TASKS TO COMPLETE
• A. Rewrite the paragraph of the notes on Genesis 9 that begins "9:8-11: This is the point" as a short list that keeps its main facts.
• B. Output the notes on Genesis 9 between "o Jonathan Sarfati" and "and so forth.)", inclusive, with no changes.

EXTRACT Block Start

· 9:8-11: This is the point where God says He is making a covenant with Noah, his descendents and all other living things on the earth. He had promised this in Gen. 6:18; now the promise is kept. As the passage indicates, this covenant involves the promise to never again destroy all living things by water.
· 9:12-17: The rainbow was the sign of the covenant. Was this something Adam never saw? Young earth creationists disagree. Here are quotes from two of these.
o Jonathan Sarfati (The Genesis Account, p613): … God mainly used natural causes in the preservation of Noah and the animals, the cause and rise of the Flood, and its abatement. This suggests a continuity between natural laws before and after the flood. (In other words, there were rainbows before as well as after. Thus, there was rain before and after, and so forth.)

EXTRACT Block End
THE DATA Block Start

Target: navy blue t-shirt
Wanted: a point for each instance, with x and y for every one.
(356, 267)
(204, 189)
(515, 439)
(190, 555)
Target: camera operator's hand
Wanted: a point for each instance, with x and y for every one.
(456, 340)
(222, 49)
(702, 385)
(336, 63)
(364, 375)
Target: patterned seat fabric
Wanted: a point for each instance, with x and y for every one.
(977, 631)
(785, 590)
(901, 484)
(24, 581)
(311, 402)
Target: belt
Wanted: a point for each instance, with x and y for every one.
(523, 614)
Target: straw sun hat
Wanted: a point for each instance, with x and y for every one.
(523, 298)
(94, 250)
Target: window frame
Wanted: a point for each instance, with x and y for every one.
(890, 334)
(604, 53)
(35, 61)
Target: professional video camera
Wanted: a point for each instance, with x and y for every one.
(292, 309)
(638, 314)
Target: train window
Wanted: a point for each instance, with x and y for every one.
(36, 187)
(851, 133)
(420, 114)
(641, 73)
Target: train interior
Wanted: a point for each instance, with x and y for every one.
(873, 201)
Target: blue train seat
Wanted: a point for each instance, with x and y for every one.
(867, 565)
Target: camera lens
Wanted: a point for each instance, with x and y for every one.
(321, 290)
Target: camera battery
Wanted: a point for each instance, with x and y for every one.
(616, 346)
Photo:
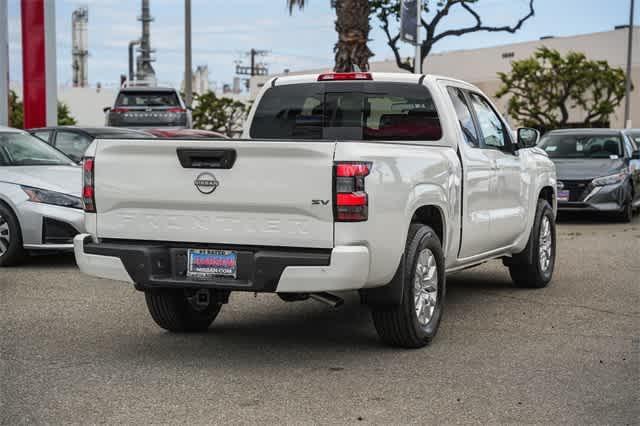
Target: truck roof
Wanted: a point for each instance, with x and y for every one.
(147, 89)
(395, 77)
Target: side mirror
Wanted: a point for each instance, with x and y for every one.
(528, 137)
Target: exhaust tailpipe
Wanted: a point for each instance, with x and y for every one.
(327, 298)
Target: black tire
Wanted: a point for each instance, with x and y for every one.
(172, 310)
(10, 238)
(397, 325)
(524, 268)
(626, 215)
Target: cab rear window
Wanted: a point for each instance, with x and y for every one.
(347, 111)
(147, 99)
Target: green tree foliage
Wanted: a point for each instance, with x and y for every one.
(16, 116)
(352, 25)
(545, 87)
(16, 112)
(435, 24)
(219, 114)
(64, 115)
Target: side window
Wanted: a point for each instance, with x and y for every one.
(493, 131)
(43, 134)
(72, 144)
(464, 115)
(628, 144)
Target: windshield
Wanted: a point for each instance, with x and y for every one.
(581, 146)
(147, 99)
(19, 149)
(347, 111)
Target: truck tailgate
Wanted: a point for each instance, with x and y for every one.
(144, 191)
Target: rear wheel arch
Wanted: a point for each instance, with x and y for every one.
(432, 216)
(392, 294)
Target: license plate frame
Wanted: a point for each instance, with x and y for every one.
(209, 265)
(563, 195)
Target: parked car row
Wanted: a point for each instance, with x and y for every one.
(376, 183)
(598, 170)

THE DATA Block End

REPLIES
• A.
- In 9:8-11, God says He is making a covenant with Noah, his descendants and all other living things on the earth.
- This keeps the promise He made in Gen. 6:18.
- The covenant includes the promise never again to destroy all living things by water.

• B.
o Jonathan Sarfati (The Genesis Account, p613): … God mainly used natural causes in the preservation of Noah and the animals, the cause and rise of the Flood, and its abatement. This suggests a continuity between natural laws before and after the flood. (In other words, there were rainbows before as well as after. Thus, there was rain before and after, and so forth.)